» EXERCISE DETAILS
Repeat exactly, and only, the lines from the one containing "Target: magenta flower" through the last line of the data below.

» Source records
== Segment start ==
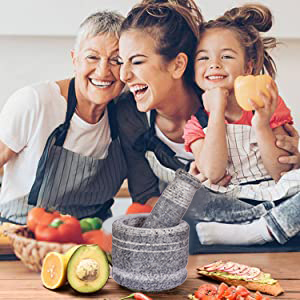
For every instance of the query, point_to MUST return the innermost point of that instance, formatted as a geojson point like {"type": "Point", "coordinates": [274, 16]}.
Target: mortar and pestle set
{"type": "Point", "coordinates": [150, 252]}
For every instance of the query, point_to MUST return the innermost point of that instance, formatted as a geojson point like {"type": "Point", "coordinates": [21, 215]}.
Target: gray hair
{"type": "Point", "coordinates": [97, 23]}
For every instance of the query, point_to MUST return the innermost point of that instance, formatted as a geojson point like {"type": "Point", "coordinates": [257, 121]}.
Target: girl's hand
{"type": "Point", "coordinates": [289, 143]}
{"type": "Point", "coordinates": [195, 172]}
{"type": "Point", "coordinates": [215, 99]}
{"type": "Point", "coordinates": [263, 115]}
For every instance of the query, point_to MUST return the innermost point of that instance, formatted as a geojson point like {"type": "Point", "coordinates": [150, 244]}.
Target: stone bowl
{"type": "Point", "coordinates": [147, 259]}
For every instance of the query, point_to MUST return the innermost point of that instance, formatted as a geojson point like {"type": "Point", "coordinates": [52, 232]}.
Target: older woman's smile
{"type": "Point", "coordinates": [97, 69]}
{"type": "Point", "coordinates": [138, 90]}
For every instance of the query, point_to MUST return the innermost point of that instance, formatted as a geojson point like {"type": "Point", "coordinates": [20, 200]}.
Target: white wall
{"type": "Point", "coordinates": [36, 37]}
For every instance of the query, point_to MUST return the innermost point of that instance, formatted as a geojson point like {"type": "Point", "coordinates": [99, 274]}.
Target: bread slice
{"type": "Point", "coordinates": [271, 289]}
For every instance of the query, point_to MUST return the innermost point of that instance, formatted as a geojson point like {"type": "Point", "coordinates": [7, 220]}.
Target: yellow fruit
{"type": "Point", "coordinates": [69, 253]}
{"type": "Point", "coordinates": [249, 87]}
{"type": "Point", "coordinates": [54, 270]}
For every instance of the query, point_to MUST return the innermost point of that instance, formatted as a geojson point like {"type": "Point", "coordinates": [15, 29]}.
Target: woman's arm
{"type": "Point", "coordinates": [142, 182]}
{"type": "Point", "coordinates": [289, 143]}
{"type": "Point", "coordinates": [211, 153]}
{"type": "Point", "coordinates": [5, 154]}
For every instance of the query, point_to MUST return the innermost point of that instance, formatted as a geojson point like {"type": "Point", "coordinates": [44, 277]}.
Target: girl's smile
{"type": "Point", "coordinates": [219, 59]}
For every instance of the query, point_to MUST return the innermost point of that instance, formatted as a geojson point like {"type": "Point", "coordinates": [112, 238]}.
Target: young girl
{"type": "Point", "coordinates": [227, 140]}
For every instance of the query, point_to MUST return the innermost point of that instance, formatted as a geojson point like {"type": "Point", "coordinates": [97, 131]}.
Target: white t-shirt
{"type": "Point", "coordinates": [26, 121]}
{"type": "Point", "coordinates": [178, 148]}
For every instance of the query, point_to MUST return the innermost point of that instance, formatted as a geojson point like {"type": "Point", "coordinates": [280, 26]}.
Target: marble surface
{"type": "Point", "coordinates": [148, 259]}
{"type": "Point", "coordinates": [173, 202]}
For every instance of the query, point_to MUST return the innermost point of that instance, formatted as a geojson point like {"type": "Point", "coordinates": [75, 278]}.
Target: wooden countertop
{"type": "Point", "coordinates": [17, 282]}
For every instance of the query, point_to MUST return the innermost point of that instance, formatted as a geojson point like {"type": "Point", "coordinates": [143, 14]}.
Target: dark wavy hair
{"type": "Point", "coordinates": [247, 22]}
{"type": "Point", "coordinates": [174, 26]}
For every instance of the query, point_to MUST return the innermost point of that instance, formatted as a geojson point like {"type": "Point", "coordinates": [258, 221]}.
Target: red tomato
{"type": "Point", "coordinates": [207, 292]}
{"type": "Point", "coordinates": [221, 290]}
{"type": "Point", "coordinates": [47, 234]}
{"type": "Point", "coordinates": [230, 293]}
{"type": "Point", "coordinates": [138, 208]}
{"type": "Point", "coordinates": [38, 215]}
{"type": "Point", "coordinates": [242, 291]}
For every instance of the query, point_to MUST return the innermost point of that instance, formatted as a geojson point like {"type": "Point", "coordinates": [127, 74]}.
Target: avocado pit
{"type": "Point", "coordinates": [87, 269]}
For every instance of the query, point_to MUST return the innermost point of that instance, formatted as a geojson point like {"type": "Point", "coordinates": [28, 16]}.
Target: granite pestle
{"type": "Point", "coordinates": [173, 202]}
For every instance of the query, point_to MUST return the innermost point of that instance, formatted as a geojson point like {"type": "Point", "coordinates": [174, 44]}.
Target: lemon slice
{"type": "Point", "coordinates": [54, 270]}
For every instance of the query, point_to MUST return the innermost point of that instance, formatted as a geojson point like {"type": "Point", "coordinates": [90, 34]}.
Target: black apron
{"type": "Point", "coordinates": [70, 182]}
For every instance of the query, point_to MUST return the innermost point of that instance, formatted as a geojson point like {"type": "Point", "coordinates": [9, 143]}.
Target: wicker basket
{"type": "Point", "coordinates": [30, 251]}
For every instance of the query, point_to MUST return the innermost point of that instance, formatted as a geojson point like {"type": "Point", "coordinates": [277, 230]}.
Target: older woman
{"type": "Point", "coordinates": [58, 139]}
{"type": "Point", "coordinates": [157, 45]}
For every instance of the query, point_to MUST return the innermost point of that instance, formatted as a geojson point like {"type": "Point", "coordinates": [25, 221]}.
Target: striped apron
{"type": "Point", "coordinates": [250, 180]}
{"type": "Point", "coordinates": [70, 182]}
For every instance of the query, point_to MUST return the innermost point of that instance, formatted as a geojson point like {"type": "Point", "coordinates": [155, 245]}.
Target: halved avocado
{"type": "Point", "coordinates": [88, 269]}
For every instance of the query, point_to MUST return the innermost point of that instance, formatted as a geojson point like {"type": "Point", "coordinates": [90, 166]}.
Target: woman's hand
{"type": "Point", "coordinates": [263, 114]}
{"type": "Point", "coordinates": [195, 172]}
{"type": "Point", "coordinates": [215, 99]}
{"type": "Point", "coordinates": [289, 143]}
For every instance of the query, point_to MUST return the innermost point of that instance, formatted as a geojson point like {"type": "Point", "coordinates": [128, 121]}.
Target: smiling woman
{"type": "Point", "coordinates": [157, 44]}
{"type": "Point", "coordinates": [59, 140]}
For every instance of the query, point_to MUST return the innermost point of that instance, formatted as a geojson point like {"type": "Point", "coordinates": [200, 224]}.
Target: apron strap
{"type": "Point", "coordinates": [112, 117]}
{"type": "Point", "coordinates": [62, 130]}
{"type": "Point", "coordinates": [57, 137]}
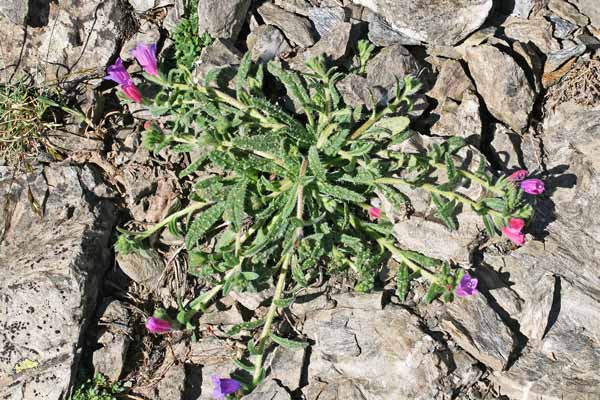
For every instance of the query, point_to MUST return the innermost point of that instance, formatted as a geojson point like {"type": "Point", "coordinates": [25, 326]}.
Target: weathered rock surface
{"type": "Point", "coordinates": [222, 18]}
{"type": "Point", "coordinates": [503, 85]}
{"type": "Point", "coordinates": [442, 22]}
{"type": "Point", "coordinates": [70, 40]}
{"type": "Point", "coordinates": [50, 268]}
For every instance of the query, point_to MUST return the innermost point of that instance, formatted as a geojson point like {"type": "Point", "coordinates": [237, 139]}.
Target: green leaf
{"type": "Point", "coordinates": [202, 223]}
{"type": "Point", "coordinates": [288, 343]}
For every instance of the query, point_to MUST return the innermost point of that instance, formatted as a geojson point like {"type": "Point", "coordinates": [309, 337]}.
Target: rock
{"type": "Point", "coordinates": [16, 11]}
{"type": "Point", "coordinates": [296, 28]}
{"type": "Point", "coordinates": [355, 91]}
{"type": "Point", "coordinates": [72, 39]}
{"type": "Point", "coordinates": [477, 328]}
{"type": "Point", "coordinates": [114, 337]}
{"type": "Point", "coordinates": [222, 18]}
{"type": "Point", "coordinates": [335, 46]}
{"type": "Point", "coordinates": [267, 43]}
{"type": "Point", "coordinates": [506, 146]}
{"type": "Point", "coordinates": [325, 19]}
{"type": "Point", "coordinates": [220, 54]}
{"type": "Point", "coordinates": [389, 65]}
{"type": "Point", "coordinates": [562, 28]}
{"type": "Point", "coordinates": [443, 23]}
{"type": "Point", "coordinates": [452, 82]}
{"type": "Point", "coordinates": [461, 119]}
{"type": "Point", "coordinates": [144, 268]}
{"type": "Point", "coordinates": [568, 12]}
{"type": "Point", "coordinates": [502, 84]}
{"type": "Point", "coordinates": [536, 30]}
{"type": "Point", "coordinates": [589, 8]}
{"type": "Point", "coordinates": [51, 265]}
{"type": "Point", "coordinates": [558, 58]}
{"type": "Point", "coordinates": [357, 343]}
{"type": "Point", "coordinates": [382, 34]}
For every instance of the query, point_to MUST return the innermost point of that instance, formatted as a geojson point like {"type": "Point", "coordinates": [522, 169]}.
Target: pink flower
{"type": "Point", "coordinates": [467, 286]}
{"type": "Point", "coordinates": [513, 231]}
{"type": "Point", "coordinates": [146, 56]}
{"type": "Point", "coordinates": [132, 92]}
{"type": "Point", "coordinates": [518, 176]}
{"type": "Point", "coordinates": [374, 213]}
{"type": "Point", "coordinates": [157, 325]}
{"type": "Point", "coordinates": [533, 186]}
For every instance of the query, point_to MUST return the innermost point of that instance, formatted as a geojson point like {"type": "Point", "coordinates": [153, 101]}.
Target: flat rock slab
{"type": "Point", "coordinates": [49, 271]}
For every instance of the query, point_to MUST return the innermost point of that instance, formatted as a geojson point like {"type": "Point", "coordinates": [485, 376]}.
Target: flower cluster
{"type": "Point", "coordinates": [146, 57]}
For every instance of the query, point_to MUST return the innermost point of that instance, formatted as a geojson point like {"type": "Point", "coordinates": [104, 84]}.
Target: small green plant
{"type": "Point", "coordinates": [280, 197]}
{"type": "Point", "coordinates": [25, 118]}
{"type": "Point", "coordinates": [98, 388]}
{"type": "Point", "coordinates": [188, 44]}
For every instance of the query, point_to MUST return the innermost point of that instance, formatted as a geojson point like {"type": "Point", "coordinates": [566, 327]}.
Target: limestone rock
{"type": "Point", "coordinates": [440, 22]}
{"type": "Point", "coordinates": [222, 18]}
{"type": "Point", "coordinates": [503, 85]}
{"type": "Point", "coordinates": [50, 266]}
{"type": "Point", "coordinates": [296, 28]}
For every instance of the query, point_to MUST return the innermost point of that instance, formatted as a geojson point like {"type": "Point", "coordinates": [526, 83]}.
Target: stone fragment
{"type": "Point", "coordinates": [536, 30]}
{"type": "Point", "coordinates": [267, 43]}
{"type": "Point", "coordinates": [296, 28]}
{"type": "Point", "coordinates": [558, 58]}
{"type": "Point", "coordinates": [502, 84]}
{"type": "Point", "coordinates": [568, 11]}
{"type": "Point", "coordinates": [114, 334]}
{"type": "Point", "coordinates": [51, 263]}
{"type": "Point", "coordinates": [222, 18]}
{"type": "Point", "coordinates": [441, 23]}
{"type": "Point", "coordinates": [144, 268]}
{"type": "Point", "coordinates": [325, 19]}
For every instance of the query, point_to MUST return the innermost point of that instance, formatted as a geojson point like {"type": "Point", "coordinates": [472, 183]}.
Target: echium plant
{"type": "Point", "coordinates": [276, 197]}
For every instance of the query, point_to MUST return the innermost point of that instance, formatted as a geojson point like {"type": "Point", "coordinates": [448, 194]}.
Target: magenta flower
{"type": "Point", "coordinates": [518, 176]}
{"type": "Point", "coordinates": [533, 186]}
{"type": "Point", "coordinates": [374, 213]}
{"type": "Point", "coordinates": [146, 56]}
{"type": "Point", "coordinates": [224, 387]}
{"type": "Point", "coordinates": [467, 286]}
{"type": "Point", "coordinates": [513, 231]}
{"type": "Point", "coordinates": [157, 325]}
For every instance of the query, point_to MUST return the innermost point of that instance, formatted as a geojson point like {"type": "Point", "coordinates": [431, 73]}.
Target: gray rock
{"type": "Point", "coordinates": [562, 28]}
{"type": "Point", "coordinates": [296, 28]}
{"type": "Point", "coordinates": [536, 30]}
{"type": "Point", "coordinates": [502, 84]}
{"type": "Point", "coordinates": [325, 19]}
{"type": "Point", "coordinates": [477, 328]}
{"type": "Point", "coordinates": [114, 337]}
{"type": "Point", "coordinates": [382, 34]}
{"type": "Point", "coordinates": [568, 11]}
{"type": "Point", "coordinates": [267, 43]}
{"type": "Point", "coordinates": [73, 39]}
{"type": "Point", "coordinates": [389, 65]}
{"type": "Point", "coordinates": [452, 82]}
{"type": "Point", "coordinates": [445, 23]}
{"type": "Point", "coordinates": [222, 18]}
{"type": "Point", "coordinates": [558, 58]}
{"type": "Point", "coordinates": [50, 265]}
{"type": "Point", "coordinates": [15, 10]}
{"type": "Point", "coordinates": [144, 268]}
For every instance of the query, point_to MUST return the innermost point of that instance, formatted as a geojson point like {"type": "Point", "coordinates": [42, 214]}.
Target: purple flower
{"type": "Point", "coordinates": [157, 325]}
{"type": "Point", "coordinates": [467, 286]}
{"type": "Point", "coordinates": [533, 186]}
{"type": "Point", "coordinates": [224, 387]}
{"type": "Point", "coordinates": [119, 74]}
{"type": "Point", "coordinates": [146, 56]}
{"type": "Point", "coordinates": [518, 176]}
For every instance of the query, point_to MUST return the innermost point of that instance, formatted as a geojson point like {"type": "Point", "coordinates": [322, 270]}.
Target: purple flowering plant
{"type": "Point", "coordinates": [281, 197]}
== Segment end ==
» SOLVED EXERCISE
Target: magenta flower
{"type": "Point", "coordinates": [518, 176]}
{"type": "Point", "coordinates": [533, 186]}
{"type": "Point", "coordinates": [374, 213]}
{"type": "Point", "coordinates": [146, 56]}
{"type": "Point", "coordinates": [224, 387]}
{"type": "Point", "coordinates": [467, 286]}
{"type": "Point", "coordinates": [513, 231]}
{"type": "Point", "coordinates": [157, 325]}
For every instance of the query, point_to MUST return the innermost point of that instance, formatted as a geojson point like {"type": "Point", "coordinates": [431, 73]}.
Target: gray rock
{"type": "Point", "coordinates": [562, 28]}
{"type": "Point", "coordinates": [296, 28]}
{"type": "Point", "coordinates": [536, 30]}
{"type": "Point", "coordinates": [502, 84]}
{"type": "Point", "coordinates": [325, 19]}
{"type": "Point", "coordinates": [477, 328]}
{"type": "Point", "coordinates": [114, 337]}
{"type": "Point", "coordinates": [382, 34]}
{"type": "Point", "coordinates": [568, 11]}
{"type": "Point", "coordinates": [267, 43]}
{"type": "Point", "coordinates": [73, 39]}
{"type": "Point", "coordinates": [389, 65]}
{"type": "Point", "coordinates": [452, 82]}
{"type": "Point", "coordinates": [445, 23]}
{"type": "Point", "coordinates": [222, 18]}
{"type": "Point", "coordinates": [558, 58]}
{"type": "Point", "coordinates": [50, 265]}
{"type": "Point", "coordinates": [15, 10]}
{"type": "Point", "coordinates": [144, 268]}
For every instance of the query, point_to MUST return the innermost point of that instance, formatted as a geojson point like {"type": "Point", "coordinates": [42, 214]}.
Target: purple flower
{"type": "Point", "coordinates": [157, 325]}
{"type": "Point", "coordinates": [467, 286]}
{"type": "Point", "coordinates": [533, 186]}
{"type": "Point", "coordinates": [224, 387]}
{"type": "Point", "coordinates": [119, 74]}
{"type": "Point", "coordinates": [146, 56]}
{"type": "Point", "coordinates": [518, 176]}
For every instance of the query, point_to MUST return the innermost point of that instance, formatted as a geojson point like {"type": "Point", "coordinates": [322, 270]}.
Target: purple flowering plant
{"type": "Point", "coordinates": [281, 197]}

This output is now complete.